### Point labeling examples
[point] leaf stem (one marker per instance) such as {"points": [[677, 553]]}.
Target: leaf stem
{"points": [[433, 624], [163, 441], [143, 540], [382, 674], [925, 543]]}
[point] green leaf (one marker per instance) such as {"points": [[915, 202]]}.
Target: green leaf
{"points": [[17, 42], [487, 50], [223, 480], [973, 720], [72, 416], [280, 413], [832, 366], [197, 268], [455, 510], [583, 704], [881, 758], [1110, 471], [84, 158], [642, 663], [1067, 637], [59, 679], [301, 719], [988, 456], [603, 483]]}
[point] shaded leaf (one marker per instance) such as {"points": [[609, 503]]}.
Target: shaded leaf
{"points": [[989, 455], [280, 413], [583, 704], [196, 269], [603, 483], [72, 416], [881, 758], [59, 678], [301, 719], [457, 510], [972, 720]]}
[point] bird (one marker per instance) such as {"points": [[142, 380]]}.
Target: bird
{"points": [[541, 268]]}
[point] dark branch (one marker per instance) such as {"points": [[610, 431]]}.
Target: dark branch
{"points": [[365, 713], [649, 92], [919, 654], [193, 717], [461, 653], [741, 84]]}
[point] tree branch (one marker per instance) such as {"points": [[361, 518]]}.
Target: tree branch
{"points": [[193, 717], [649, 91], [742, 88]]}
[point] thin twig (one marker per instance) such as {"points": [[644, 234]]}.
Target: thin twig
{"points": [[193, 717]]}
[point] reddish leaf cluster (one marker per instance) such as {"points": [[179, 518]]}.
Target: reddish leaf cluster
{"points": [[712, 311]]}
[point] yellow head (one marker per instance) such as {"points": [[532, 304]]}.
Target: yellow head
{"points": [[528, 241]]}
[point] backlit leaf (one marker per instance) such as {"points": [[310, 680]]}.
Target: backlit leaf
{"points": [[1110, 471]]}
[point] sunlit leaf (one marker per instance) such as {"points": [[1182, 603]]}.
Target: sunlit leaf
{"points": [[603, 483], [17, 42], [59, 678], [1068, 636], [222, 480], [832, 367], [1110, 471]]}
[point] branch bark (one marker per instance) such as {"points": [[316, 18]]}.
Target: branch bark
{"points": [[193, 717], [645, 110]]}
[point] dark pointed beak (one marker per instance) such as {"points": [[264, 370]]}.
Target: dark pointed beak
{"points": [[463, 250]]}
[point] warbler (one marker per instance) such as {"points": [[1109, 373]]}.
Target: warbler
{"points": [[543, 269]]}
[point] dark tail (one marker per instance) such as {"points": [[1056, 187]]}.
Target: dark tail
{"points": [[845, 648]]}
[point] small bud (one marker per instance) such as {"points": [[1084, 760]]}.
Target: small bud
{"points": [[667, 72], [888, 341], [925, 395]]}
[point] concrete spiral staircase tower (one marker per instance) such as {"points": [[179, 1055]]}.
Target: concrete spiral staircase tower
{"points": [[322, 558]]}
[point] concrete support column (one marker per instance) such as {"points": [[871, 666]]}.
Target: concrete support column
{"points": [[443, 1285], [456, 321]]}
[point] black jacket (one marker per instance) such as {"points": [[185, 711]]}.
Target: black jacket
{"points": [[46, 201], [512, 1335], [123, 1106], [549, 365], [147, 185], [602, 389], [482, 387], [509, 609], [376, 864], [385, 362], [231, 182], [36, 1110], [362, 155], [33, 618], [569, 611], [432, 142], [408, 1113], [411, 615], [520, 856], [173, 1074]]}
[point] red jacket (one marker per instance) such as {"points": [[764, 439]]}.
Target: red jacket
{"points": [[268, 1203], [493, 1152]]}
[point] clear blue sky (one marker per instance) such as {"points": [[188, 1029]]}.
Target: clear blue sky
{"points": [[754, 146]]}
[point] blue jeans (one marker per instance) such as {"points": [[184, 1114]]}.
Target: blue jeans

### What the task requires
Please quote exactly the lines from the one containing "[point] red jacket" through the last line of the records above, both included, and nothing else.

### Solved exercise
[point] red jacket (one marker per instance) such as {"points": [[764, 439]]}.
Target: red jacket
{"points": [[268, 1203], [493, 1152]]}
[point] clear blue sky (one marker per instance) such as {"points": [[188, 1029]]}.
Target: clear blue sky
{"points": [[754, 146]]}
[point] blue jeans (one marker per instance) such as {"points": [[184, 1114]]}.
Target: blue jeans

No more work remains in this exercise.